Readers of the magazine may have noticed that we have been taking steps toward that end. Here is another. We have reached out to three members of the Tricycle community who in some way or ways—ethnicity, geographic region, health issues, age—don’t fit the image of a Western Buddhist put forth in the popular press or, for that matter, in the Buddhist press. We asked them to lift a corner to reveal parts of the Buddhist experience that often are hidden. Hearing their stories, we can better appreciate the richness of the community life we share.
—James Shaheen, Editor & Publisher
Becoming Ourselves
By Meara Claire Hayden
I didn’t really want to go. Meditation seemed ridiculous to me; something that my mom does at 5:30 in the morning. And to go to a retreat where you do nothing but sit there for an entire week—it seemed like there was scarcely anything that could be less appealing or a bigger waste of time.
It was September of my freshman year of high school, and I was 14 and not particularly happy. I hated my school. The kids all seemed to be cut from the same apple pie; if anyone was thinking for themselves, they certainly didn’t speak their minds out loud. I was attempting to create my own group, but I felt unhappy all the time, and I just didn’t fit in.
This was about the time when my 16 -year-old brother, Miles, who I didn’t consider the world’s best role model, was pushing me to go to one of the teen meditation retreats he attended. They were put on twice a year by Inward Bound Mindfulness Education (iBme). He told me about the amazing group of people and how easy it was to be accepted just for who you are. That sounded good, but the idea of sitting there for close to seven hours a day, doing nothing, didn’t. But I figured it was something new, an out from the Wonder Bread suburban education mill at my school. So the day after Christmas in 2009, I got onto an Amtrak train in Philadelphia with my brother and set off for the lower left-hand corner of Virginia.

* Given material
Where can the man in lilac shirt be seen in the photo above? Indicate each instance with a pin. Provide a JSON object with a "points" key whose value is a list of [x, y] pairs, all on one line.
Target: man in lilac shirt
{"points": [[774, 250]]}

* Required actions
1 – Summarize the text in two sentences.
2 – Update the passage of the text that begins with the words "Readers of the" and ends with "life we share.", putting "accounts" in place of "stories".
The lines have no connection to the text.

* Solution set
1 – The editor explains that the magazine asked three members of the Tricycle community who don't fit the usual image of a Western Buddhist to reveal often hidden parts of the Buddhist experience. In one essay, an unhappy 14-year-old who considered meditation ridiculous agrees, at an older brother's urging, to attend a teen meditation retreat and sets off by train from Philadelphia for Virginia the day after Christmas in 2009.

2 –
Readers of the magazine may have noticed that we have been taking steps toward that end. Here is another. We have reached out to three members of the Tricycle community who in some way or ways—ethnicity, geographic region, health issues, age—don’t fit the image of a Western Buddhist put forth in the popular press or, for that matter, in the Buddhist press. We asked them to lift a corner to reveal parts of the Buddhist experience that often are hidden. Hearing their accounts, we can better appreciate the richness of the community life we share.